(Rows of box annotation data)
——————————

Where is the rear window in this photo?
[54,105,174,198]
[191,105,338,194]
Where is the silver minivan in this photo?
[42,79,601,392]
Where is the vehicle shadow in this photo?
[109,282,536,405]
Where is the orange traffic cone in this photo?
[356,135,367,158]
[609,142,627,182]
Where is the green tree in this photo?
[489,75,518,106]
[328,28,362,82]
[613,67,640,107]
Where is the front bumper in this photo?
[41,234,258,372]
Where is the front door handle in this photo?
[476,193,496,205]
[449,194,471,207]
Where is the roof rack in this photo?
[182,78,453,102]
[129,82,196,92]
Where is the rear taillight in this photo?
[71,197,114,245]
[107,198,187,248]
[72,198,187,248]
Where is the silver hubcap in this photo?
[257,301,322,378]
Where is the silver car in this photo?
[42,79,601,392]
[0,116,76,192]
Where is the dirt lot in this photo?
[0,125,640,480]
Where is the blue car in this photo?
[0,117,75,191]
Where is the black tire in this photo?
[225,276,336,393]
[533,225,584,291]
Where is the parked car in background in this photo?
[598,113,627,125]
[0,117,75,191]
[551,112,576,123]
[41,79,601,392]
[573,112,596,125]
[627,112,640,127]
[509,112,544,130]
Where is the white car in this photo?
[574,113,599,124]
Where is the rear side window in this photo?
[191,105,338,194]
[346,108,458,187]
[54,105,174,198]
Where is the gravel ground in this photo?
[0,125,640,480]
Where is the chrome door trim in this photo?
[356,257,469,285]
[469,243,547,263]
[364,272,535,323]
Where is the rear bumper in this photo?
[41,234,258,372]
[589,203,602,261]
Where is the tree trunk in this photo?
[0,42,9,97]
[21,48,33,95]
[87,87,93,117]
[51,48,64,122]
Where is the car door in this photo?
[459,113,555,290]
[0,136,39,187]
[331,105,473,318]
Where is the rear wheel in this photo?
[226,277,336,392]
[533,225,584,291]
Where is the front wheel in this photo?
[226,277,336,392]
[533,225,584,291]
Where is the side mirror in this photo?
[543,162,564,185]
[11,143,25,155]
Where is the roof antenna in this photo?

——————————

- [Request] Rewrite the entries above, swapping every "silver" for "gray" and keeping everything else the same.

- [Exercise response]
Where is the rear window in this photo?
[54,105,174,198]
[191,105,338,194]
Where is the gray minivan in this photo?
[42,79,601,392]
Where is the vehicle shadow in this photo?
[109,282,536,405]
Where is the orange traffic cone in this photo?
[356,135,367,158]
[609,142,627,182]
Where is the green tree in this photo?
[489,75,518,106]
[328,28,362,82]
[613,67,640,107]
Where is the front bumper in this photo?
[41,234,258,372]
Where is the front door handle in this photo?
[476,193,496,205]
[449,194,471,207]
Where is the roof rack in this photo?
[182,78,453,102]
[129,82,196,92]
Where is the rear taillight in this photo?
[71,197,114,245]
[107,198,187,248]
[72,198,187,248]
Where is the gray hubcap in this photo?
[257,301,322,378]
Where is the gray car in this photo?
[42,79,601,392]
[0,116,76,192]
Where is the dirt lot in this photo?
[0,125,640,480]
Where is the blue car in this photo?
[0,117,75,191]
Where is the black tire in this photo?
[225,276,336,393]
[533,225,584,291]
Where is the parked car in background in this photo?
[598,113,627,125]
[0,117,75,191]
[551,112,576,123]
[41,79,601,392]
[573,112,596,125]
[627,112,640,127]
[509,112,544,130]
Where is the white car in this photo?
[574,113,599,124]
Where is the rear side window in this photo?
[191,105,338,194]
[346,108,458,187]
[54,105,174,198]
Where is the gravel ground in this photo?
[0,125,640,480]
Where is the chrome door trim in this photo?
[356,257,469,285]
[469,243,547,263]
[364,272,535,323]
Where is the rear bumper in this photo?
[41,234,258,372]
[589,203,602,261]
Where is the tree trunk in this photo?
[0,42,9,97]
[21,48,33,95]
[87,87,93,117]
[51,48,64,122]
Where is the car door in this photo?
[459,113,555,290]
[0,136,39,187]
[331,105,473,318]
Where is the rear wheel in this photo?
[226,277,336,392]
[533,225,584,291]
Where is the front wheel in this photo?
[226,277,336,392]
[533,225,584,291]
Where is the side mirror in this photo?
[543,162,564,185]
[11,143,25,155]
Where is the roof antenna in this photo?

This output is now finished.